Your task:
Render the records from the line with "Task: each instance of the distant" to the line with "Query: distant town" as a Markdown table with the columns Row and Line, giving each line a row number and skipping blank lines. Leave the pictures out of the table.

Extracted information:
--------

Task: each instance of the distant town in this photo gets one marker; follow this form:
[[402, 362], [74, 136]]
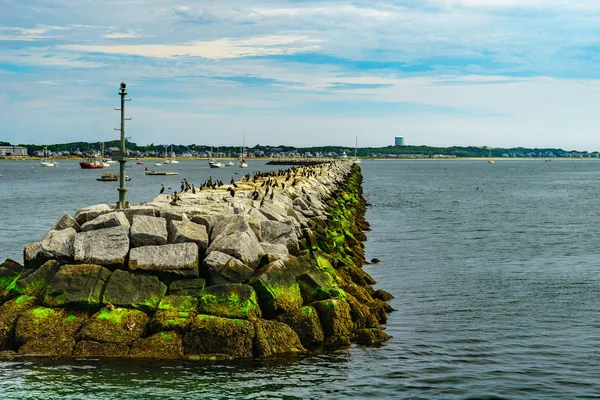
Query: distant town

--------

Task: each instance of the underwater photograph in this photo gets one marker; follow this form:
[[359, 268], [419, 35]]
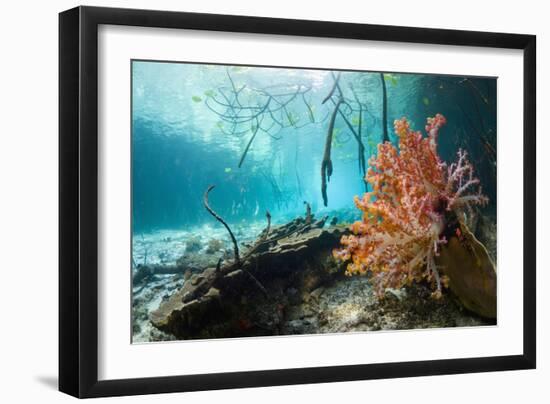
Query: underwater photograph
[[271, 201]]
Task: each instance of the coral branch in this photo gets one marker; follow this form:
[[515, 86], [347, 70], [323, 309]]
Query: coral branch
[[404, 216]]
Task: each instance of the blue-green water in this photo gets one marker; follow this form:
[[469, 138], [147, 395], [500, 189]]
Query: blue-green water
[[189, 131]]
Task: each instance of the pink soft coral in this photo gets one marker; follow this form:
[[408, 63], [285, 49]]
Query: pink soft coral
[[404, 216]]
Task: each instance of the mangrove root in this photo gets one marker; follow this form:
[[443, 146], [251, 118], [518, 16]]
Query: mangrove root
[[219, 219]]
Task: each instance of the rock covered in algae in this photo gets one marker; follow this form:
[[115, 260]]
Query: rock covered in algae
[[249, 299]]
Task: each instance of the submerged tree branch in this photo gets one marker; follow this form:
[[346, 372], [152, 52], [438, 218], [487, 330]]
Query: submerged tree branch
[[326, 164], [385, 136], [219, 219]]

--------

Result below:
| Row | Line |
|---|---|
| 1 | Task: each instance of the distant town in this photo gets one marker; follow this form: |
| 2 | [[402, 362], [74, 136]] |
| 3 | Query: distant town |